---------- Extracted records ----------
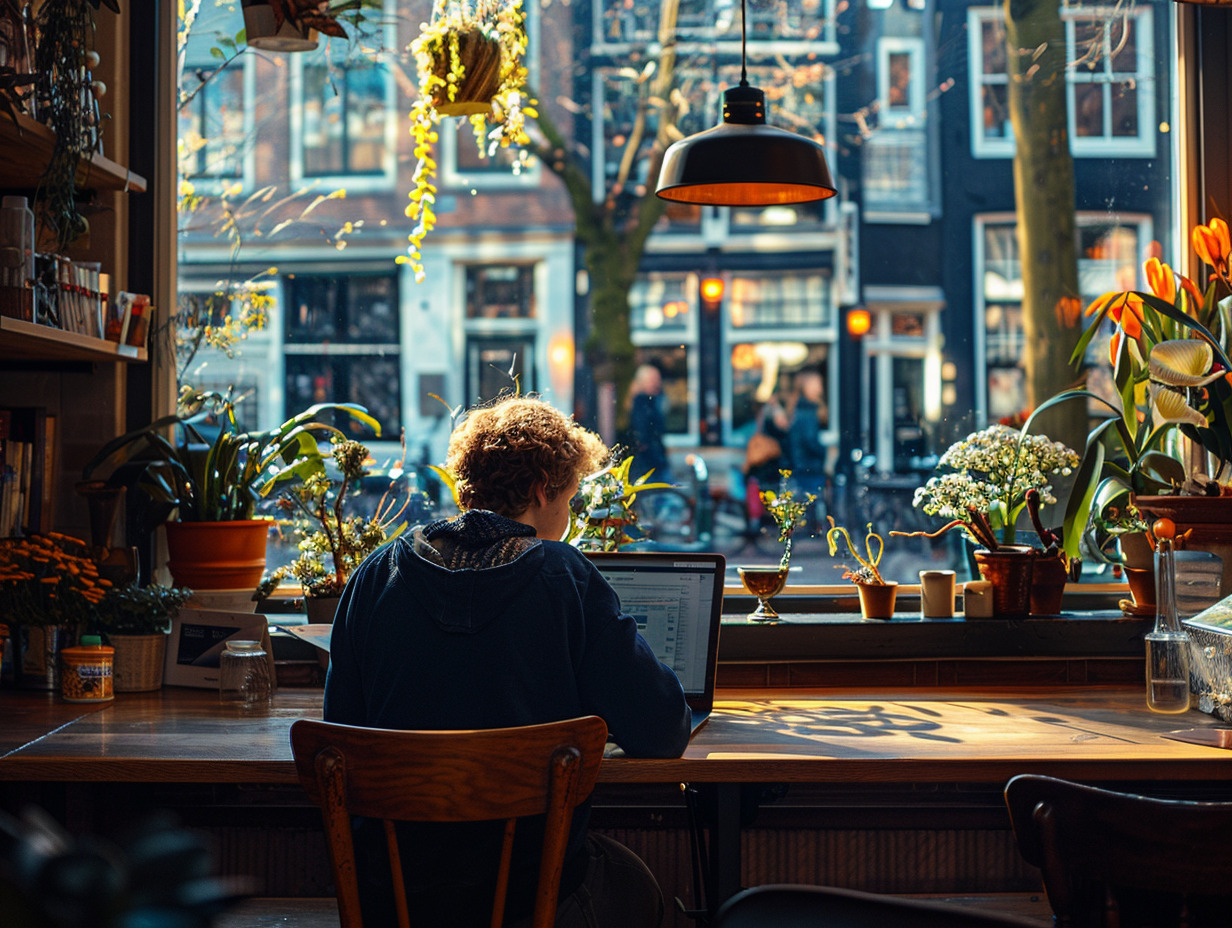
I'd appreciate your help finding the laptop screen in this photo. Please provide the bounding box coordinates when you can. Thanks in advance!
[585,552,724,697]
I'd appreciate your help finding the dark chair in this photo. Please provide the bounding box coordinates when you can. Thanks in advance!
[289,715,608,928]
[711,885,1045,928]
[1005,773,1232,927]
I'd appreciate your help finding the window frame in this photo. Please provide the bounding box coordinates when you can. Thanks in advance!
[967,4,1156,159]
[288,22,399,192]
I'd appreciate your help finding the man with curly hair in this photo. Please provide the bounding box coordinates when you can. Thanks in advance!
[325,394,692,928]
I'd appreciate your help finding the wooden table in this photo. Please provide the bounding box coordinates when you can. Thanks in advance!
[3,685,1230,913]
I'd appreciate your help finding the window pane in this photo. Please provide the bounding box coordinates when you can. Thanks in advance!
[1073,83,1104,138]
[466,265,535,319]
[302,62,387,177]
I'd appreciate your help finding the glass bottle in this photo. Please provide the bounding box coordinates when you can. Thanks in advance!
[219,639,273,708]
[1145,533,1191,714]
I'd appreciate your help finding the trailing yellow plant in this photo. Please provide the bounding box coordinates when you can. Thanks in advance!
[400,0,533,282]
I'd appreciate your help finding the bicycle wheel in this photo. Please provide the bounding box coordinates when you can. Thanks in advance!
[634,488,698,546]
[708,495,759,554]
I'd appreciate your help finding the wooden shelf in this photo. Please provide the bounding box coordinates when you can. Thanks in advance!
[0,316,146,362]
[0,112,147,193]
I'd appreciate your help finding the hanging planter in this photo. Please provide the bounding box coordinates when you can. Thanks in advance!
[429,29,503,116]
[403,0,532,282]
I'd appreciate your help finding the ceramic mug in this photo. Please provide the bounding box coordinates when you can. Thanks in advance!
[919,569,956,618]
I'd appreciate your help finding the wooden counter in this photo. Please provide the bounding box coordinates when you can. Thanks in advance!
[2,685,1228,786]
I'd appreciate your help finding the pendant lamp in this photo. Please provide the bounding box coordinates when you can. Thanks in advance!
[654,0,837,206]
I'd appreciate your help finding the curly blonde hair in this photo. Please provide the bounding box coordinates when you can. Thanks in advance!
[447,396,609,517]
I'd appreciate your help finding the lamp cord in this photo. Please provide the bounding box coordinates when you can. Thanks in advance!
[739,0,748,86]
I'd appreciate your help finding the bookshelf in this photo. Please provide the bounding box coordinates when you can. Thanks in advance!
[1,317,146,363]
[0,112,147,193]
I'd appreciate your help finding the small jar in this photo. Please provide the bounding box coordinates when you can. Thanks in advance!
[61,635,114,703]
[219,639,273,708]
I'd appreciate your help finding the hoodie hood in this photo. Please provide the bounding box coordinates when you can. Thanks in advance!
[398,510,545,633]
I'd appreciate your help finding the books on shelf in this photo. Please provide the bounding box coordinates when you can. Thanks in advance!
[0,406,54,538]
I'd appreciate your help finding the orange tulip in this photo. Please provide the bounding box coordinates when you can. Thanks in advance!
[1193,217,1231,275]
[1144,257,1176,303]
[1110,293,1144,339]
[1085,292,1118,318]
[1179,273,1204,311]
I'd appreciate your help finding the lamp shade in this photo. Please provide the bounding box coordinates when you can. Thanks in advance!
[656,84,837,206]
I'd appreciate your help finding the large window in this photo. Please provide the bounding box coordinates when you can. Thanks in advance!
[969,4,1156,158]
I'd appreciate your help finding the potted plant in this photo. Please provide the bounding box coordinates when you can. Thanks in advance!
[90,582,193,692]
[736,472,813,622]
[241,0,378,52]
[1040,216,1232,594]
[81,389,380,591]
[825,516,896,620]
[898,424,1079,619]
[566,451,674,553]
[0,533,108,690]
[266,436,413,622]
[402,0,531,282]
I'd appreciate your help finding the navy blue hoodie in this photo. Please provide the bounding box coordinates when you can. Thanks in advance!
[324,510,691,925]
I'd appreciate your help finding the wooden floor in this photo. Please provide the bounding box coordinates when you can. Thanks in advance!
[216,892,1054,927]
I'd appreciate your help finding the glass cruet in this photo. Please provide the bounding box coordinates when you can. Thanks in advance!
[1144,519,1191,714]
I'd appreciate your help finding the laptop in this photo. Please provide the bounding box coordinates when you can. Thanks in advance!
[585,551,725,737]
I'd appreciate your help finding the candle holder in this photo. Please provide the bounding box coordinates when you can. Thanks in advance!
[738,566,789,622]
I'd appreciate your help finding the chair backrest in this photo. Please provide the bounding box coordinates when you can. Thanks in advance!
[712,884,1045,928]
[1004,774,1232,928]
[290,715,608,928]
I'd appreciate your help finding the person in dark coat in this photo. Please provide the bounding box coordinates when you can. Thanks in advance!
[325,395,691,928]
[627,363,671,484]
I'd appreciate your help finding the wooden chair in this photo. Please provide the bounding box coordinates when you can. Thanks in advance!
[1004,773,1232,927]
[711,885,1044,928]
[289,715,608,928]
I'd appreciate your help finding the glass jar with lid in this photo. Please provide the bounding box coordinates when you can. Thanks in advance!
[219,639,273,708]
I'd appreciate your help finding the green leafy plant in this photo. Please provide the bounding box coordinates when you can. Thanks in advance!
[760,471,815,571]
[567,452,673,552]
[825,516,887,585]
[269,436,413,598]
[81,388,381,523]
[91,583,193,636]
[1030,214,1232,559]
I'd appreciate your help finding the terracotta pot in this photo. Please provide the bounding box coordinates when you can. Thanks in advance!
[430,29,502,116]
[164,520,270,591]
[1134,495,1232,597]
[972,546,1034,619]
[856,581,898,620]
[109,633,167,692]
[1029,553,1068,617]
[1124,566,1156,610]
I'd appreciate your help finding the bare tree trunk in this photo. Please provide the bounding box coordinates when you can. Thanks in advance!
[1004,0,1086,452]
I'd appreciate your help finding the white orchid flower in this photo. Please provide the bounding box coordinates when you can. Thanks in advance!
[1148,340,1225,387]
[1149,383,1207,429]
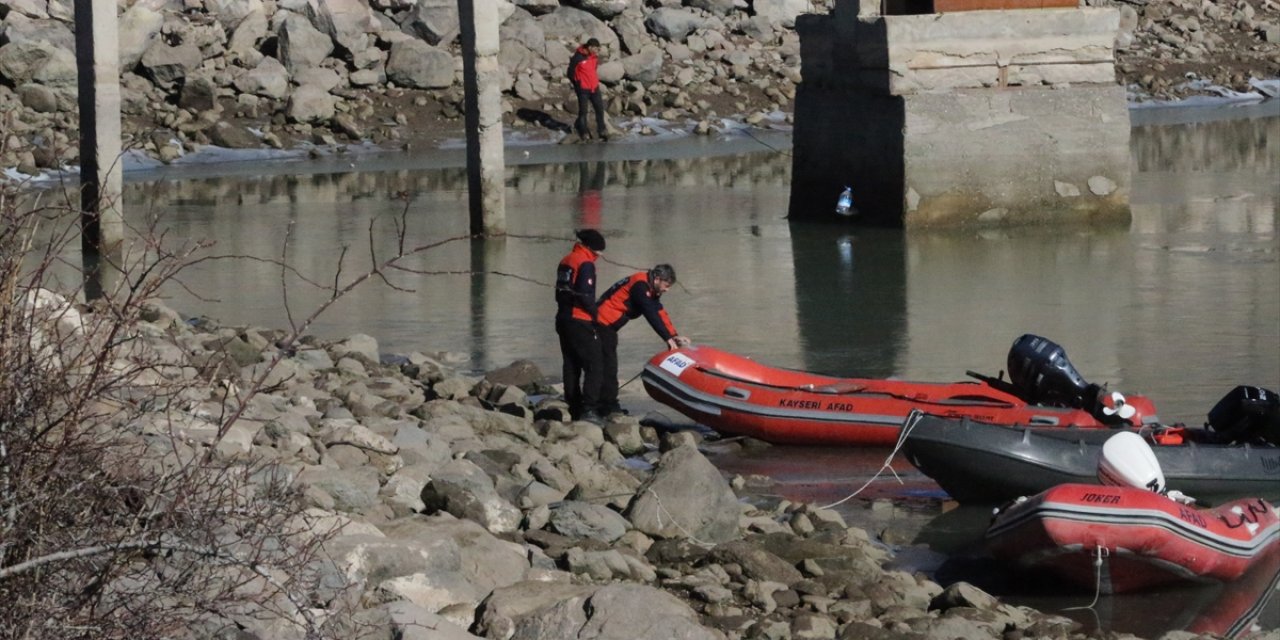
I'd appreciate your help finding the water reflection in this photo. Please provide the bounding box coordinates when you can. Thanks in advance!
[790,225,907,378]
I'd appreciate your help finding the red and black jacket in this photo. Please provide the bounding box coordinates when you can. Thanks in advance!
[595,271,677,341]
[568,46,600,92]
[555,243,600,323]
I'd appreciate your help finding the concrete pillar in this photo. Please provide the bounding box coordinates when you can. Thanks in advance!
[789,4,1131,228]
[75,0,125,300]
[459,0,506,236]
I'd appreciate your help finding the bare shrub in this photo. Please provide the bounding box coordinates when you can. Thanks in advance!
[0,182,349,639]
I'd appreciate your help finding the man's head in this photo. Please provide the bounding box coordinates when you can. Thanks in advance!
[585,37,600,52]
[649,264,676,295]
[575,229,605,252]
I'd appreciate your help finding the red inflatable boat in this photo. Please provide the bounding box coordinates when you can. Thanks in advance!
[640,340,1158,446]
[986,483,1280,593]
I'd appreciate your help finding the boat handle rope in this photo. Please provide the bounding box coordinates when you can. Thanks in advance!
[814,410,925,510]
[1063,544,1110,613]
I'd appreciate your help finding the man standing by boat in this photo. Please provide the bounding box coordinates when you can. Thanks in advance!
[556,229,607,423]
[595,264,690,417]
[567,38,608,142]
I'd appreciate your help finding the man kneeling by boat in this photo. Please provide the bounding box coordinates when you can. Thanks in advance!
[595,264,690,418]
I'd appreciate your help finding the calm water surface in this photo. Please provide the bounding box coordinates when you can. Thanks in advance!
[44,103,1280,637]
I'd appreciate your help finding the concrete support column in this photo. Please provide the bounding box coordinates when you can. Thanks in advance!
[75,0,124,300]
[459,0,506,236]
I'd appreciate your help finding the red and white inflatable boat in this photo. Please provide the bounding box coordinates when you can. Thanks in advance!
[986,484,1280,593]
[641,339,1157,446]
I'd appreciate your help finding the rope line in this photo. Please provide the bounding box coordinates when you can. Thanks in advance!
[1063,544,1109,612]
[648,487,716,548]
[815,410,923,510]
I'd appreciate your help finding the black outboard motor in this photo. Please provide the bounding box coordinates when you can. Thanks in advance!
[1207,386,1280,445]
[1006,334,1104,412]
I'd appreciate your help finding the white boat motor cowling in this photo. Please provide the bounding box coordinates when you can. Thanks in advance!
[1097,431,1166,494]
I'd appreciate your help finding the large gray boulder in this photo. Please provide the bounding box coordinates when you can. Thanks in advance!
[537,7,619,52]
[561,0,632,20]
[753,0,810,27]
[620,45,664,84]
[687,0,735,15]
[207,0,266,30]
[0,41,75,86]
[401,0,460,46]
[477,582,720,640]
[644,8,706,43]
[611,10,656,54]
[420,458,522,534]
[227,9,270,60]
[382,515,530,593]
[370,601,483,640]
[499,7,548,65]
[473,580,595,639]
[4,0,48,19]
[235,55,291,99]
[708,540,804,585]
[2,12,76,50]
[386,39,455,89]
[119,5,165,69]
[511,0,560,15]
[304,0,375,54]
[625,444,740,544]
[288,82,340,122]
[139,41,204,91]
[548,500,630,542]
[326,532,462,587]
[298,465,381,511]
[578,584,721,640]
[277,14,334,74]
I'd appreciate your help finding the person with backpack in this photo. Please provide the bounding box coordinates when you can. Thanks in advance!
[567,38,608,142]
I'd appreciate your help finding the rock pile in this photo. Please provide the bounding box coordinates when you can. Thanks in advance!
[0,0,807,174]
[0,0,1275,174]
[22,287,1163,640]
[1096,0,1280,101]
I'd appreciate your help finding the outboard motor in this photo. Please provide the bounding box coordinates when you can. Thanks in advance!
[1207,386,1280,445]
[1098,431,1195,504]
[1098,431,1165,494]
[1007,335,1101,409]
[1006,334,1143,425]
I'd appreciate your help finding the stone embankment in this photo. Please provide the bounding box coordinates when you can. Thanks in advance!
[1,0,1277,175]
[21,288,1243,640]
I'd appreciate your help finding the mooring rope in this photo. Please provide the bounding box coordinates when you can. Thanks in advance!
[1063,544,1109,612]
[815,410,924,510]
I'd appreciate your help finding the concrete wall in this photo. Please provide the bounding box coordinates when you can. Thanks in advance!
[902,85,1131,227]
[789,0,1132,228]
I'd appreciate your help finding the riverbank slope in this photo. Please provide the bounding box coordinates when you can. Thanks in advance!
[0,0,1276,175]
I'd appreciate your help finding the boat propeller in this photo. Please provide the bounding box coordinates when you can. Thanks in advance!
[1099,390,1138,421]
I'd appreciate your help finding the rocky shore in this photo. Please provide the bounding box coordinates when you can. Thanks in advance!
[1,0,1277,176]
[12,288,1258,640]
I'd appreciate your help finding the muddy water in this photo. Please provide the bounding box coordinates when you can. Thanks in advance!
[47,103,1280,637]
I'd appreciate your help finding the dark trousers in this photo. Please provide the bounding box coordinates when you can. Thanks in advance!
[597,325,620,413]
[557,318,602,418]
[575,88,606,138]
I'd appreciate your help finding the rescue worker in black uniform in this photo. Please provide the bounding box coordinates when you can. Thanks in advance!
[594,264,691,417]
[555,229,607,422]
----------
Problem to work on: Lines from the one containing "I'd appreciate your help finding the concrete wall" to the last line above, both included: copy these exactly and write nothing else.

Answer to this task:
I'd appreciate your help finding the concrete wall in this photo. Please provide the bounding box coordinates when you can. Thanks in advance!
[902,85,1131,227]
[789,0,1132,228]
I'd appreciate your help finding the riverbank slope in this photo. Please provide the bounding box coordinates when you can. Thanks in advance!
[0,0,1276,175]
I'd appreciate your help finding the boat propeller in this photo. Please provide the bounding box coordinates when you can. Thanks in advance!
[1099,390,1138,421]
I'd appreciate your help finding the rocky shore in this photo. Please provide the bounding box coordinates when you can. Thanks in advance!
[1,0,1277,176]
[12,288,1258,640]
I'd appreciate your help finding the muddy water in this photo. Please provide the bounding box coordinates when you can. Thanks in advance!
[47,103,1280,637]
I'd appreciate your help finding the dark trousers in this photo. Please provide the bounding box coordinates when you can. Thanks in advance!
[597,325,620,413]
[557,318,602,418]
[575,88,606,138]
I'd appreciate your help finding the rescue worker in black uniform in this photo. Please provide the bounding box coordinates when you can. Thanks in advance!
[594,264,691,417]
[555,229,607,422]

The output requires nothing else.